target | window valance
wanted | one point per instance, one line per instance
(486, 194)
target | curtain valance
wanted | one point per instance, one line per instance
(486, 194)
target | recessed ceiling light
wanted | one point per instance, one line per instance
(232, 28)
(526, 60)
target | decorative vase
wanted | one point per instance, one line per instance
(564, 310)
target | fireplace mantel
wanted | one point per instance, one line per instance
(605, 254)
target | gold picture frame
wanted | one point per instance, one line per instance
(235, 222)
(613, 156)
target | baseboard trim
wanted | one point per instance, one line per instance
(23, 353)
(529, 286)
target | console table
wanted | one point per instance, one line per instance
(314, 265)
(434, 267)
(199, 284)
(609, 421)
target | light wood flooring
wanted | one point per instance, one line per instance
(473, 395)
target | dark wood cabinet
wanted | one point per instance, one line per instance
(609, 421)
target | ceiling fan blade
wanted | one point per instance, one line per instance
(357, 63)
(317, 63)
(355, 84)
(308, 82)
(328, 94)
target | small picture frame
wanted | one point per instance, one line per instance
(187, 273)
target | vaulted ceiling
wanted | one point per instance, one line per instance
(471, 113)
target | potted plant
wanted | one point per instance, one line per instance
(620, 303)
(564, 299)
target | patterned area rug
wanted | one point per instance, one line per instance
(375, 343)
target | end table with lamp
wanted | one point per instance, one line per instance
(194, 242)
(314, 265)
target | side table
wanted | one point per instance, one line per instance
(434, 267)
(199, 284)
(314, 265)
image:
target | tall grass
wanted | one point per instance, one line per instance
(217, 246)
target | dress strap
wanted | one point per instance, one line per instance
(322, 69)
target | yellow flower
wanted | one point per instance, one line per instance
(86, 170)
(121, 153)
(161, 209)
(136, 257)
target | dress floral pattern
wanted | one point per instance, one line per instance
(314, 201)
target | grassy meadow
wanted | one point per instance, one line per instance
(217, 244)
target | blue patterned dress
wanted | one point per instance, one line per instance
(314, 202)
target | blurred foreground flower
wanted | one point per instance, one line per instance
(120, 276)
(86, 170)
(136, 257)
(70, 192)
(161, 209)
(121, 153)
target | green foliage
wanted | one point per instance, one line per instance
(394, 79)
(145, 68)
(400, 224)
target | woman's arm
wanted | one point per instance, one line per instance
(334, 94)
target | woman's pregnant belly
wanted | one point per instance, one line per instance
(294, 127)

===============

Using the data above, reproduce every line exactly.

target | window valance
wanted | one point per instance, one line per instance
(486, 194)
target | curtain valance
wanted | one point per instance, one line per instance
(486, 194)
target | recessed ceiling light
wanted | one point per instance, one line per instance
(232, 28)
(526, 60)
target | decorative vase
wanted | one point per instance, one line per instance
(564, 310)
target | fireplace mantel
wanted | one point per instance, one line per instance
(605, 254)
target | gold picture frame
wanted | one point per instance, one line per instance
(235, 222)
(613, 156)
target | baseboard trim
wanted | one point per instance, one line per instance
(23, 353)
(529, 286)
target | console table
wanted | one point per instance, one line per instance
(314, 265)
(434, 267)
(199, 284)
(609, 421)
target | light wood flooring
wanted | one point per instance, one line per instance
(473, 395)
target | dark wood cabinet
wanted | one point per instance, one line per instance
(609, 421)
target | ceiling fan blade
wanted | one point per instance, one line per instance
(357, 63)
(317, 63)
(355, 84)
(308, 82)
(328, 94)
target | small picture frame
wanted | one point per instance, one line per instance
(187, 273)
target | vaulted ceiling
wanted | one point per instance, one line per instance
(471, 113)
target | potted plant
wanted | one point per instance, one line per instance
(620, 303)
(564, 299)
target | patterned area rug
wanted | one point per instance, one line per instance
(375, 343)
target | end table with lamp
wanted | one point per instance, one line per instance
(194, 242)
(314, 265)
target | side table
wanted | one point per instance, one line per instance
(434, 267)
(199, 284)
(314, 265)
image:
target | tall grass
wanted | one point per instance, one line per instance
(217, 246)
target | dress strap
wanted | one point per instance, one line per instance
(322, 69)
target | yellow flower
wanted | one point per instance, one line per instance
(86, 170)
(121, 153)
(161, 209)
(136, 257)
target | dress floral pattern
wanted | one point per instance, one line per instance
(314, 201)
target | grassy meadow
wanted | one point per instance, one line per instance
(217, 244)
target | blue patterned dress
wanted | one point per instance, one line per instance
(314, 202)
target | blurred foreground flower
wanted | one point per instance, one line per instance
(120, 276)
(86, 170)
(136, 257)
(70, 192)
(161, 209)
(121, 153)
target | green foliage
wanted | one point per instance, one line per instance
(394, 79)
(145, 68)
(400, 224)
target | woman's arm
wanted | one point per instance, one line per instance
(334, 94)
target | woman's pregnant belly
wanted | one point per instance, one line per instance
(294, 127)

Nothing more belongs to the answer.